Look through the data below and return each line where "grassy" appears.

Data entries:
____________________
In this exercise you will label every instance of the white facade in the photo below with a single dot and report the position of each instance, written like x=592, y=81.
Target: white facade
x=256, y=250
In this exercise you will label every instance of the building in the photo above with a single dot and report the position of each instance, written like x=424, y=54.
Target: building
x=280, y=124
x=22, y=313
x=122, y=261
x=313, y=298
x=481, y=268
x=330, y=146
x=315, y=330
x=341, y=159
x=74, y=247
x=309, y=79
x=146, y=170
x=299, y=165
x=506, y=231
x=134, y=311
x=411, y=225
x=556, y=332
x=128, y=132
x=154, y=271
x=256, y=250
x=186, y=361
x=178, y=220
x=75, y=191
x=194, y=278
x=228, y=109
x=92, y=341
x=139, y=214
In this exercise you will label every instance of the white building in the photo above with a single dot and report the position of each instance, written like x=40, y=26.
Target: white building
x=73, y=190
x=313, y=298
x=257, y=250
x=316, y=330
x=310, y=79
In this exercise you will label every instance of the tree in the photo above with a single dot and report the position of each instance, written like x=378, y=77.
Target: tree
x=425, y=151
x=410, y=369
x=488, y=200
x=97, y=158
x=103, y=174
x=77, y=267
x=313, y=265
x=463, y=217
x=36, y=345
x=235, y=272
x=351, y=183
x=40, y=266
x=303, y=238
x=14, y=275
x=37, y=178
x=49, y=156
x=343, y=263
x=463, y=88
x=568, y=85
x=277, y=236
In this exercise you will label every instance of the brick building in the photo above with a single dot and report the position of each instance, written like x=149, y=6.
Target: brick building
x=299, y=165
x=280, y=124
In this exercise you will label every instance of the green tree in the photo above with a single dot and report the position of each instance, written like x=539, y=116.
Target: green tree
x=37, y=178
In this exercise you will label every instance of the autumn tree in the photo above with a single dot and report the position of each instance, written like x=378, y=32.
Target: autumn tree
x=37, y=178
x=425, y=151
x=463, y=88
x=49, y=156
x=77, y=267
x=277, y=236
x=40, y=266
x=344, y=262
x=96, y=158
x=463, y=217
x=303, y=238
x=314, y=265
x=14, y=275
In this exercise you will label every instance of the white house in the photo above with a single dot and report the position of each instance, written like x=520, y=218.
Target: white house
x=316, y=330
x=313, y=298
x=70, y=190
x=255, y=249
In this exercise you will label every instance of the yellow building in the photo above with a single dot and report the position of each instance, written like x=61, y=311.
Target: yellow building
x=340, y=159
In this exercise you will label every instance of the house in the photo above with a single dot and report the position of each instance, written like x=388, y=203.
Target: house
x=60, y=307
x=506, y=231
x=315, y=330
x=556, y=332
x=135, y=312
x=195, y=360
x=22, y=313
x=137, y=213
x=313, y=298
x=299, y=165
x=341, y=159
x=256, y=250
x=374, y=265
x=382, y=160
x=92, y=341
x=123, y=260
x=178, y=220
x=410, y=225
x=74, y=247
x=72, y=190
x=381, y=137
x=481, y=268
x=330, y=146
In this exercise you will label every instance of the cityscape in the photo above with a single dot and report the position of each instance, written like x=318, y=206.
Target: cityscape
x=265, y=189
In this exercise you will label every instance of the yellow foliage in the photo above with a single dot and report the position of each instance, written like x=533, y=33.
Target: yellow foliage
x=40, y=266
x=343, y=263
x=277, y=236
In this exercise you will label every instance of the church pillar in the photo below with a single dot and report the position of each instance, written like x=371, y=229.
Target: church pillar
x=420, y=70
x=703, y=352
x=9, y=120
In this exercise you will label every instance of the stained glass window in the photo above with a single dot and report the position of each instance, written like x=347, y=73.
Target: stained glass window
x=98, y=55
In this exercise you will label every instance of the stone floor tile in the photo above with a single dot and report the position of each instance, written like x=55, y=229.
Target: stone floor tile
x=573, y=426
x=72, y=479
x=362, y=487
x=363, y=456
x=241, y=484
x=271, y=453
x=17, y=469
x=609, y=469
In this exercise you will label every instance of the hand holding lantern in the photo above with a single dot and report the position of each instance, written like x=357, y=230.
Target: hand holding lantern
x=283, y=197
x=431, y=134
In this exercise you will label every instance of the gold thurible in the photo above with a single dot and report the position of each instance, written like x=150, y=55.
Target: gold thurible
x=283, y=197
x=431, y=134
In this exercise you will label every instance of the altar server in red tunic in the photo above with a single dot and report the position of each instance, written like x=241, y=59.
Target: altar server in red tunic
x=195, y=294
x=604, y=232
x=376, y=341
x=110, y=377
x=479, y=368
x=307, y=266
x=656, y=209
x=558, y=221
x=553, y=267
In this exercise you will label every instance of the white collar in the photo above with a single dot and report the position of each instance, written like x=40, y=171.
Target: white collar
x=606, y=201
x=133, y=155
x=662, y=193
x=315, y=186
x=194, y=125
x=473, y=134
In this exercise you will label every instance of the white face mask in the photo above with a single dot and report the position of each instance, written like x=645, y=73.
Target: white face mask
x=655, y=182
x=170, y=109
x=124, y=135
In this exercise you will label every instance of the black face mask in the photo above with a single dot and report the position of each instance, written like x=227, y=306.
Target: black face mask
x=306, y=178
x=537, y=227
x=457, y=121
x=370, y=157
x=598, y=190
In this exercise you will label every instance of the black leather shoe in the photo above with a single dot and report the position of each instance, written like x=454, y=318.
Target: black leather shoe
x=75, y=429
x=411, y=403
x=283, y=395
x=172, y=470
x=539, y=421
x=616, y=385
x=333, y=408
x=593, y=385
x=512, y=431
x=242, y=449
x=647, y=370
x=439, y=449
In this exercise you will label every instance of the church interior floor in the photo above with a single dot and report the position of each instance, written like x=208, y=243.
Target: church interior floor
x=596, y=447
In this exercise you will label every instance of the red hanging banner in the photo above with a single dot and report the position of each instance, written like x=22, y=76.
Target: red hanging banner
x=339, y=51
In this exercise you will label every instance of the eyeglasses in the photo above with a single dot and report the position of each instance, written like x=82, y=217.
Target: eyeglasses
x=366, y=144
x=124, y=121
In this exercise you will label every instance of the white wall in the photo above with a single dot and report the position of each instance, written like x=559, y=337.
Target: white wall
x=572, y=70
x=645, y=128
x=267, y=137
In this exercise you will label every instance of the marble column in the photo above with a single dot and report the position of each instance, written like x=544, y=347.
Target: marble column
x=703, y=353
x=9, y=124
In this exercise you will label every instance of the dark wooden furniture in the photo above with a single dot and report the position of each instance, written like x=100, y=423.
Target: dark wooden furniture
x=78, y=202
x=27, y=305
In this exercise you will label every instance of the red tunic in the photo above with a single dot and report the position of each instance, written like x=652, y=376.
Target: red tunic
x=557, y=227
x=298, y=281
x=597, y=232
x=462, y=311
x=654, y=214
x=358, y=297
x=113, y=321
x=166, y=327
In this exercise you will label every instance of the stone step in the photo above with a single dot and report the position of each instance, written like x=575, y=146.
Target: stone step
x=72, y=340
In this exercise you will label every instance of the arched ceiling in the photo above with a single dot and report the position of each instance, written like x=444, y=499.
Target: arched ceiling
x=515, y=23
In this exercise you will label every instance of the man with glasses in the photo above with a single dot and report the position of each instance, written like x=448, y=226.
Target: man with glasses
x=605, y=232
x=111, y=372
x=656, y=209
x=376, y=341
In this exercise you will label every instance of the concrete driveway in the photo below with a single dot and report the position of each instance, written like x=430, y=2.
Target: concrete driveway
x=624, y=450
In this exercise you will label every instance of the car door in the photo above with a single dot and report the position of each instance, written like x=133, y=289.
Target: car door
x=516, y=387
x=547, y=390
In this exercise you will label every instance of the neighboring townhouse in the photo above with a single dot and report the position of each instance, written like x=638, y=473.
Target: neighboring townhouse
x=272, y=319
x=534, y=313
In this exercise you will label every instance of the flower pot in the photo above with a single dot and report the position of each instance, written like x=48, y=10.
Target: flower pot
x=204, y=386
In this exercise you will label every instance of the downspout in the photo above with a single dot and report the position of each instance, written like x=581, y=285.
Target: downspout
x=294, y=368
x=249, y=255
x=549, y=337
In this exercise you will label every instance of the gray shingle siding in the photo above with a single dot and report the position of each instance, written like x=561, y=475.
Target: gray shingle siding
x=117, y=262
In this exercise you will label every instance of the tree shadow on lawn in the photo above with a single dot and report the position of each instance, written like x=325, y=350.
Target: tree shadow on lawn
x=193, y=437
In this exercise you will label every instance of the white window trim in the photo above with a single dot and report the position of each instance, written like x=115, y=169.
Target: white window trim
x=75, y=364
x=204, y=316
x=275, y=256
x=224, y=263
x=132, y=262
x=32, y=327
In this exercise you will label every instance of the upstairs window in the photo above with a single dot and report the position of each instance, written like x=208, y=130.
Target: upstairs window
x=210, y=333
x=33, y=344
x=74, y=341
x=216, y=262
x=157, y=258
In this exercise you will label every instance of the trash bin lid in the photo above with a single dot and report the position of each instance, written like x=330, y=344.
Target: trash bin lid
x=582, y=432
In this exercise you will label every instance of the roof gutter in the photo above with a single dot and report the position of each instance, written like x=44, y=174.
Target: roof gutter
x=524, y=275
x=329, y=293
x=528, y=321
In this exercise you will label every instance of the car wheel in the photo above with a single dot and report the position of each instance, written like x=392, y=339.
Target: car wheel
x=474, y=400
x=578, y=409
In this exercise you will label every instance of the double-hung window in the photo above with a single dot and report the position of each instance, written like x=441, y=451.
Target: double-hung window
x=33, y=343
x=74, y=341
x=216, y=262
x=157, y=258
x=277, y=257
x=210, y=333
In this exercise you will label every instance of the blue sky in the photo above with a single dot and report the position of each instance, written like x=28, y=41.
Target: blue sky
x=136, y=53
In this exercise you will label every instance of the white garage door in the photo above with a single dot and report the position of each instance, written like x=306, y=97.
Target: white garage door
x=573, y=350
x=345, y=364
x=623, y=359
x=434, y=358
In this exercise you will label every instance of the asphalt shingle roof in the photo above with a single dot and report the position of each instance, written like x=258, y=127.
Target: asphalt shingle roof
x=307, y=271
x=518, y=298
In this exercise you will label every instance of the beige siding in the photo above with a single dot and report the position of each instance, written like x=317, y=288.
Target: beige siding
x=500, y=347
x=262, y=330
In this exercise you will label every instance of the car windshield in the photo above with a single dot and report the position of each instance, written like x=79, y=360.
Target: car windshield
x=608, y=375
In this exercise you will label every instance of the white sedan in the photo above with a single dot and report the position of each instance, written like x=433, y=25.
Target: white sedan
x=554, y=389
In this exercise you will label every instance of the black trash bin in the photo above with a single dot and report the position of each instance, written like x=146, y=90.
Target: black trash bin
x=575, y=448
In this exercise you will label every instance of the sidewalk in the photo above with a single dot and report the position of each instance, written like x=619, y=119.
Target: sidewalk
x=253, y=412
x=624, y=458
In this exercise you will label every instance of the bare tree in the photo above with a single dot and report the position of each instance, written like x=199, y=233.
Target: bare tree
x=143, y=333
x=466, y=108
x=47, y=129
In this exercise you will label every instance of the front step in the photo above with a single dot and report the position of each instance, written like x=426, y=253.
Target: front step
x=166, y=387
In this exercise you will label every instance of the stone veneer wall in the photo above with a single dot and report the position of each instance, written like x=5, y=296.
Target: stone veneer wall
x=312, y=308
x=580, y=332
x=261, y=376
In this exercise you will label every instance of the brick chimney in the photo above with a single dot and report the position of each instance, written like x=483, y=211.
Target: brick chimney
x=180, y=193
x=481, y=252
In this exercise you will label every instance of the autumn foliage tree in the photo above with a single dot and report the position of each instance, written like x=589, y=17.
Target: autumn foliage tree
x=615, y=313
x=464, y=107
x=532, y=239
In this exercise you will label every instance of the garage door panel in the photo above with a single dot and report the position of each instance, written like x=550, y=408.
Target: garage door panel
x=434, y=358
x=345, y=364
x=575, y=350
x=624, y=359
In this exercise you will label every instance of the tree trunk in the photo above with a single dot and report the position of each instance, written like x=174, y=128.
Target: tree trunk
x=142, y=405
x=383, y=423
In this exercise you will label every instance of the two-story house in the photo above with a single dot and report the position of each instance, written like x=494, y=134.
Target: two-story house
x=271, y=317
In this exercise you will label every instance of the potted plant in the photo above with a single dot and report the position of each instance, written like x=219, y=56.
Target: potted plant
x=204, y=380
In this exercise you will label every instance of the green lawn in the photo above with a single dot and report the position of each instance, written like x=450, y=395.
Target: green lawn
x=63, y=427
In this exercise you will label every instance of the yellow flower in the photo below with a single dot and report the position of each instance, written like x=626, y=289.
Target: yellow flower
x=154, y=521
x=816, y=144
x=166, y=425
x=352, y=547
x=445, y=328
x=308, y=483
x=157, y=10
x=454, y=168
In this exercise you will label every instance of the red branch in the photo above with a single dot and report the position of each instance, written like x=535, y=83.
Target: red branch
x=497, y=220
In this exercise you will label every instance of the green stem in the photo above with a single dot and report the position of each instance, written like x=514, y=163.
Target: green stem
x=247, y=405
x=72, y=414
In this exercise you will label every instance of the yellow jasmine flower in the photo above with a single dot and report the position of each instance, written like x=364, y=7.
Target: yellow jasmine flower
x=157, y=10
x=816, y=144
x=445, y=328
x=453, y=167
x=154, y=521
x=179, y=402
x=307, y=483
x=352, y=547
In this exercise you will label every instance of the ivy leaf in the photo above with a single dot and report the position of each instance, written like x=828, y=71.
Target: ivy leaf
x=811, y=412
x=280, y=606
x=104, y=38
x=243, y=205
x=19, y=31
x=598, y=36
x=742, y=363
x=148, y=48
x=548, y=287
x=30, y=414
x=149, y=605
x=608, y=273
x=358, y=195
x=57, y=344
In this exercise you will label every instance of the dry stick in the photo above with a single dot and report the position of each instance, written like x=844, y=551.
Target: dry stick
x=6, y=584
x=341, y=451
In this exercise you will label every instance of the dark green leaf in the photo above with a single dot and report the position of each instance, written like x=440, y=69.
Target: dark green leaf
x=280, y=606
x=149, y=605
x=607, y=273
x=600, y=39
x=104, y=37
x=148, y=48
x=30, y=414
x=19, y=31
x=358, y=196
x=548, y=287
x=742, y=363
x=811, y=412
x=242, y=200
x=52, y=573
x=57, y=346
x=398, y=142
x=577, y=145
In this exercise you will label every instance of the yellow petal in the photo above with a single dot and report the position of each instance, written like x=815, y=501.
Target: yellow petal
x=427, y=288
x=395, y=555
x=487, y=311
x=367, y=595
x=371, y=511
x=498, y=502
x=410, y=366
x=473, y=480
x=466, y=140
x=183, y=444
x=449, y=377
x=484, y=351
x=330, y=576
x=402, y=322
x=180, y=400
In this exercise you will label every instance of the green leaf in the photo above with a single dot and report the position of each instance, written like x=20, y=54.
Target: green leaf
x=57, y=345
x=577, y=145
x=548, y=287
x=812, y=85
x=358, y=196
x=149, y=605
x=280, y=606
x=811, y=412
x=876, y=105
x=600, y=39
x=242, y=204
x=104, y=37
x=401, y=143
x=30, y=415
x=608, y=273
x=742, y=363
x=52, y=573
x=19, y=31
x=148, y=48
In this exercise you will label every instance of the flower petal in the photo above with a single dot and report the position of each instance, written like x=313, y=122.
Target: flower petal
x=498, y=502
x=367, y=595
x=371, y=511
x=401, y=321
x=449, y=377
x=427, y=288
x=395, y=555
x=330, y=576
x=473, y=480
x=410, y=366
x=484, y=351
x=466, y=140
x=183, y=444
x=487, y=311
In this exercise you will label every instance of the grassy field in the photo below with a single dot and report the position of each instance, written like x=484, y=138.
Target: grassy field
____________________
§ **Reply to the task**:
In this exercise you will label every instance of the grassy field in the photo below with a single dot and report the position of each instance, written like x=484, y=138.
Target: grassy field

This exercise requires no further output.